- [GOAL OF THE EXERCISE]:
Reproduce the rows below verbatim, starting with the line that contains "locate the hedge" and ending with the line that contains "60, 140, 66]]", both lines included.

- [LISTED ENTRIES]:

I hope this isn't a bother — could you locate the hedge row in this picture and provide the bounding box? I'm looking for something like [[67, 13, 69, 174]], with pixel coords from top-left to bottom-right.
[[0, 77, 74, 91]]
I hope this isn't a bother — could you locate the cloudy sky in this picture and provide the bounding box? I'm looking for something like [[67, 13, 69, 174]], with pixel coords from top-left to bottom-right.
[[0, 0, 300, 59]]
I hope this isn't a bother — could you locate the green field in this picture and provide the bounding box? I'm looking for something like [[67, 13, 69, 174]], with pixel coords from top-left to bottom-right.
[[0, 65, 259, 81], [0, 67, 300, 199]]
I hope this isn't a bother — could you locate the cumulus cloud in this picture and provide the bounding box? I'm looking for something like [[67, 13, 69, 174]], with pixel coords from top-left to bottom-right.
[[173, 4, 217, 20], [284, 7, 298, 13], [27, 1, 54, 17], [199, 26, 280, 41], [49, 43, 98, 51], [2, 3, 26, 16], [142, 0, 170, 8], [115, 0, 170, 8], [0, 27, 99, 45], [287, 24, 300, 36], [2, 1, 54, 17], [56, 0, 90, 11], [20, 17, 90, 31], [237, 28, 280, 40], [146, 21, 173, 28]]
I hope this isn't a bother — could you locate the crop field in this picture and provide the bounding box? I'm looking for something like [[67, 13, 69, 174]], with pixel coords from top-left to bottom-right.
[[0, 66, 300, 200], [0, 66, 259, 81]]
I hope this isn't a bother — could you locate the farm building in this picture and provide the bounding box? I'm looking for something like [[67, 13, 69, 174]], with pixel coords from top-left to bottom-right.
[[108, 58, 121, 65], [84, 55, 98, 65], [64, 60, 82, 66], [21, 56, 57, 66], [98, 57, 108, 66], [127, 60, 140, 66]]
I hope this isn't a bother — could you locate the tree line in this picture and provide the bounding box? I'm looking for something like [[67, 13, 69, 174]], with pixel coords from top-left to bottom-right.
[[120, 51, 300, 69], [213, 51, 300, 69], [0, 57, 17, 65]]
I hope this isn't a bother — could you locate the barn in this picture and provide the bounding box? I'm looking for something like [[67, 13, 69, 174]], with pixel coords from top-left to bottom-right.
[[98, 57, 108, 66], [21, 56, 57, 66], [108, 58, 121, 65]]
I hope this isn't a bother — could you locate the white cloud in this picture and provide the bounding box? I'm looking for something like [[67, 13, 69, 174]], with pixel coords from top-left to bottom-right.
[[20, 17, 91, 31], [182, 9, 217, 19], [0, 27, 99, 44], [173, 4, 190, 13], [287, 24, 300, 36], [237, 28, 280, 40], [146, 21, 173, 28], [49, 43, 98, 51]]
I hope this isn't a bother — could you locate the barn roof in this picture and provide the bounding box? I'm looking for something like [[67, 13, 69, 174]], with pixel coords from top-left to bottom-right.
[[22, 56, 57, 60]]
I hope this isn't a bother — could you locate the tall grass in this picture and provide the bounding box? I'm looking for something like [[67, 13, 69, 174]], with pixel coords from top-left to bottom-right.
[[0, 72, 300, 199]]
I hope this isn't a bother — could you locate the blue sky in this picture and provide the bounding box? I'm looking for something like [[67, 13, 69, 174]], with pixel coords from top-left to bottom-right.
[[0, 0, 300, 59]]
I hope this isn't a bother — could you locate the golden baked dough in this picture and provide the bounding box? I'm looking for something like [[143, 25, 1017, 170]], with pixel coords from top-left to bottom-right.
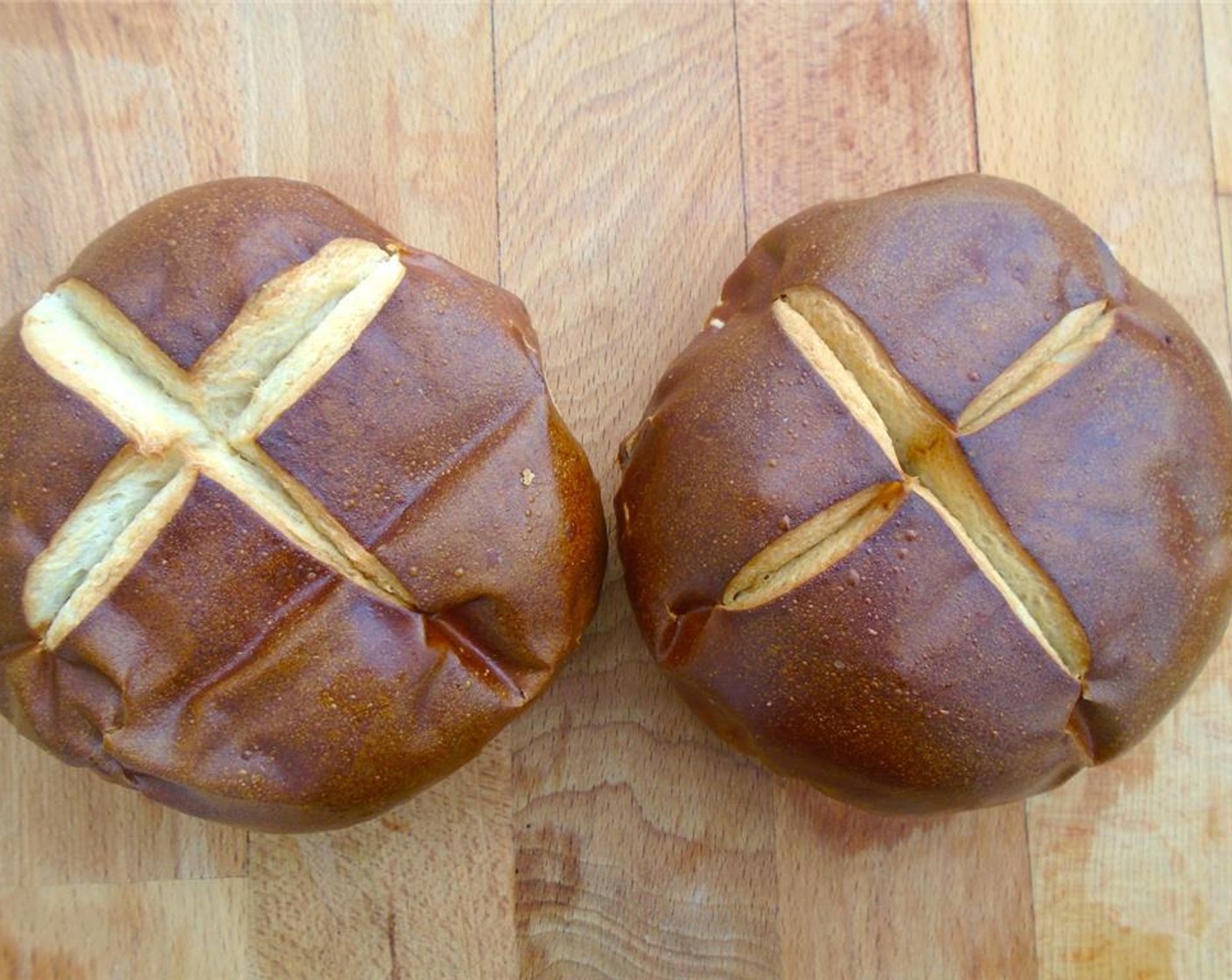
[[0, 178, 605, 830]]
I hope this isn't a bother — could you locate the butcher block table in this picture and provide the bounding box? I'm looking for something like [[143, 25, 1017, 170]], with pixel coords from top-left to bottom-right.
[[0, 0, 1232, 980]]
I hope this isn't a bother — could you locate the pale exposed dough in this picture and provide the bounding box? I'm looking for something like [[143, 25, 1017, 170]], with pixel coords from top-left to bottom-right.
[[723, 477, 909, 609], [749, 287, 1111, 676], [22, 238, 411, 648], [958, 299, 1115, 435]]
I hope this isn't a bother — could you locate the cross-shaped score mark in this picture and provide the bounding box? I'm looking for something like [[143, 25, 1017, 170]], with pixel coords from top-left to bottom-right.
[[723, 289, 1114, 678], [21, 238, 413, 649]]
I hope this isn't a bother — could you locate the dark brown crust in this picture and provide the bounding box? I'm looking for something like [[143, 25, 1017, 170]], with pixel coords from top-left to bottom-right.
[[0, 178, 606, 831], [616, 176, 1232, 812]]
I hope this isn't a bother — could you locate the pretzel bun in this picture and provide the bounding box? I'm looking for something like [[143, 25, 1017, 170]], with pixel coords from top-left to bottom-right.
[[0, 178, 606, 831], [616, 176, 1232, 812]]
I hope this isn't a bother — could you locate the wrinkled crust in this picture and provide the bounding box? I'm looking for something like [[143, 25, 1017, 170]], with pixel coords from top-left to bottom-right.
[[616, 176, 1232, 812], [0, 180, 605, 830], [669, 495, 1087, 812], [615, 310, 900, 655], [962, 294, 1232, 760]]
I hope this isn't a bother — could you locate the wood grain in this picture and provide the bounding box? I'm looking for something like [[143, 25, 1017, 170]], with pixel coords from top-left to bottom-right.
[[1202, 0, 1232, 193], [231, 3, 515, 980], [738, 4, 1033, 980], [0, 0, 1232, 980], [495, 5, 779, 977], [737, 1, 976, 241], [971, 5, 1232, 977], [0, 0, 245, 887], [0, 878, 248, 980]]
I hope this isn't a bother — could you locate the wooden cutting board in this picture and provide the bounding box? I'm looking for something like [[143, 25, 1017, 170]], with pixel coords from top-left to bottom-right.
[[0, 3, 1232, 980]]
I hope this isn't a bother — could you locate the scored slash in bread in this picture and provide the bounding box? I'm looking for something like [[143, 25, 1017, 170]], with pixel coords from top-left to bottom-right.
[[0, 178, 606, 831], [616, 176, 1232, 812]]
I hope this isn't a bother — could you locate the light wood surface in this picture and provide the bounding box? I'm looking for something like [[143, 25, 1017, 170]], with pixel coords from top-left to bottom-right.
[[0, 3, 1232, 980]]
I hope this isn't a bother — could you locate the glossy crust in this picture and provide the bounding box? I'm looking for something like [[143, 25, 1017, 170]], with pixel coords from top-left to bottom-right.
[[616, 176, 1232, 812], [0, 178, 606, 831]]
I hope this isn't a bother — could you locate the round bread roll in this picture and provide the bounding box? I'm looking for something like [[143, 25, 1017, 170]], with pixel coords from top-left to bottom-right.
==
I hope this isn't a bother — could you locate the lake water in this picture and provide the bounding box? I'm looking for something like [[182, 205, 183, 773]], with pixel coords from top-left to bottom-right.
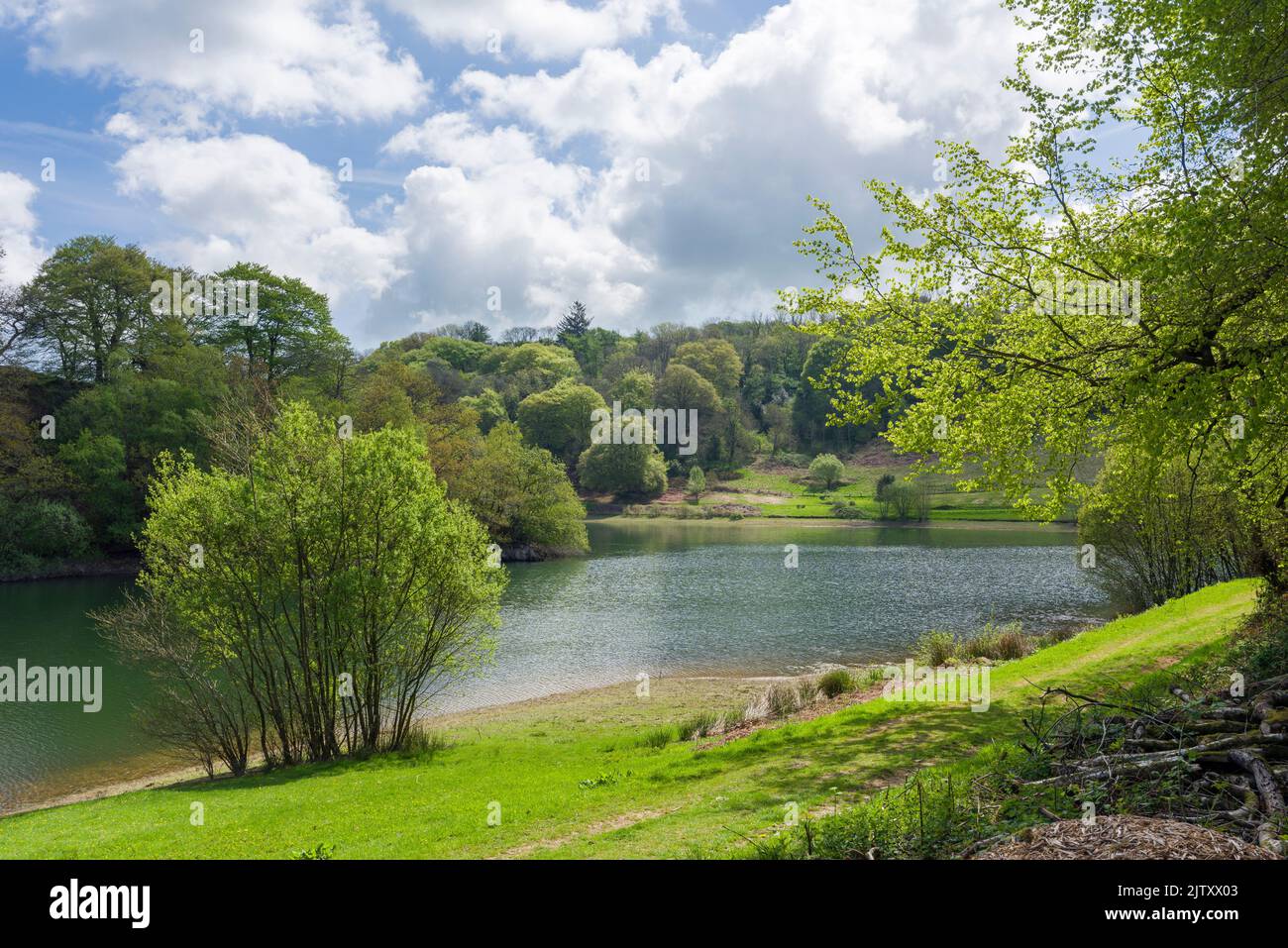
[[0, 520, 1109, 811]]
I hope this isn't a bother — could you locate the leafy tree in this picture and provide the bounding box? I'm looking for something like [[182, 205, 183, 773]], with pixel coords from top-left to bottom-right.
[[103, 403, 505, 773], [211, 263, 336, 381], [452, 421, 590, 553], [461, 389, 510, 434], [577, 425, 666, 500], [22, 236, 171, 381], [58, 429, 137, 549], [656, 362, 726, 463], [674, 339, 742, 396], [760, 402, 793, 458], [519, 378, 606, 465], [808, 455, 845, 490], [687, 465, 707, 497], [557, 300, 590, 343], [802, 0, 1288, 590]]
==
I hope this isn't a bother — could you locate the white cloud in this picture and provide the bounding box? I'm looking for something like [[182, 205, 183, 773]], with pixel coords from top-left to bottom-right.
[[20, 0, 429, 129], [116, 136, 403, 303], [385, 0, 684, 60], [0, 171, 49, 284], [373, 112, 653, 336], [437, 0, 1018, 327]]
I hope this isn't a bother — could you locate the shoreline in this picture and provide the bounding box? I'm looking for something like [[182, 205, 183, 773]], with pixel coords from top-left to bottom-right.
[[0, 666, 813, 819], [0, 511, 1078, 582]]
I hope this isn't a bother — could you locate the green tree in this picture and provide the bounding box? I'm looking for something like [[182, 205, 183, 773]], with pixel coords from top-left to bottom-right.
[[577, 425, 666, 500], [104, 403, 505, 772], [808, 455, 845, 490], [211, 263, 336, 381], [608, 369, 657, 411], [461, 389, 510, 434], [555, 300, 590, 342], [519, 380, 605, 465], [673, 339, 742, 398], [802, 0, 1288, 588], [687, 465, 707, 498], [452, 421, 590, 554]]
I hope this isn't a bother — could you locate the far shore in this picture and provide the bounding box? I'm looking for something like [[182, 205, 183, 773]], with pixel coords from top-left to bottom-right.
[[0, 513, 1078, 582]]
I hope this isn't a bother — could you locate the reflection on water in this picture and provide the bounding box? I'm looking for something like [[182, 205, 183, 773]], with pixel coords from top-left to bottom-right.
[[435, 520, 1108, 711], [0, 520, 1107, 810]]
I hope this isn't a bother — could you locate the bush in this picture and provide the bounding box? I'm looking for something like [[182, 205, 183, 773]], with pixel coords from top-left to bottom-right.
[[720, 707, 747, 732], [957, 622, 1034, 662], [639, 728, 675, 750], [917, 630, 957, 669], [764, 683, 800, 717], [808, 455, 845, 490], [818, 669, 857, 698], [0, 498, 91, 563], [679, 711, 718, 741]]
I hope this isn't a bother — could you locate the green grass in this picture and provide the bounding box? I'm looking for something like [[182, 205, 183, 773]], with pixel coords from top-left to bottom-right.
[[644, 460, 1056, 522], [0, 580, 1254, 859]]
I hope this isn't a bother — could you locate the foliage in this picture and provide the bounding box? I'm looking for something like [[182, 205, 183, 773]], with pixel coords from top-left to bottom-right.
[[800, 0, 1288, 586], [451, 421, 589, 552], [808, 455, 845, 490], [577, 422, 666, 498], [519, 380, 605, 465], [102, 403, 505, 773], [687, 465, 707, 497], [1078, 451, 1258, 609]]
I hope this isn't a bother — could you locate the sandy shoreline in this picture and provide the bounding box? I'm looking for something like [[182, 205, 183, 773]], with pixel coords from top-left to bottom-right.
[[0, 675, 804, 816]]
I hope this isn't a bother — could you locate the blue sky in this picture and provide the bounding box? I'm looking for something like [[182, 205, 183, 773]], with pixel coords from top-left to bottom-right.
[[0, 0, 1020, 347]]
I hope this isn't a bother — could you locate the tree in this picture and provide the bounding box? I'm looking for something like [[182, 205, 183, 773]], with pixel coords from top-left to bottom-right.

- [OUTPUT BELOW]:
I hope this isn't a bother — could you locate the hedge row in this picture and provide the bounding box? I'm looking for something like [[67, 13, 69, 174]], with pixel coords from top-left to bottom-right.
[[0, 77, 74, 91]]
I hope this isn't a bother — could you locate the cloudy sky in this picture and provide the bounding box? I'm looking for something like [[67, 13, 69, 174]], with pixel coords from top-left to bottom-right.
[[0, 0, 300, 59]]
I hope this isn't a bother — could you locate the green field in this picture and provide the bounding box? I'm looking for something like [[67, 13, 69, 174]], with pixel coords from top-left to bottom-right.
[[0, 65, 259, 81], [0, 67, 300, 199]]
I hope this isn't a bother — could you locate the cumulus cloud in this picture and provide the bounding box? I'm looking for something like [[67, 13, 69, 174]], with pixel coords from top-left to bottom-right.
[[173, 4, 217, 20], [284, 7, 298, 13], [27, 1, 54, 17], [199, 26, 280, 41], [49, 43, 98, 51], [2, 3, 26, 16], [142, 0, 170, 8], [115, 0, 170, 8], [0, 27, 99, 45], [287, 24, 300, 36], [2, 1, 54, 17], [56, 0, 90, 11], [20, 17, 90, 31], [237, 28, 280, 40], [146, 21, 173, 28]]
I hope this isn't a bother — could you locate the crop field in this picture and provide the bounding box? I'm looking for something like [[67, 13, 69, 174]], with pixel coords from top-left to bottom-right.
[[0, 66, 300, 200], [0, 66, 259, 81]]
I hope this isn't a bother — could you locate the farm building in this picture and provide the bounding box? I'm looking for something like [[67, 13, 69, 174]], with pixel coords from top-left to bottom-right.
[[108, 58, 121, 65], [84, 55, 98, 65], [64, 60, 82, 66], [21, 56, 57, 66], [98, 57, 108, 66], [127, 60, 140, 66]]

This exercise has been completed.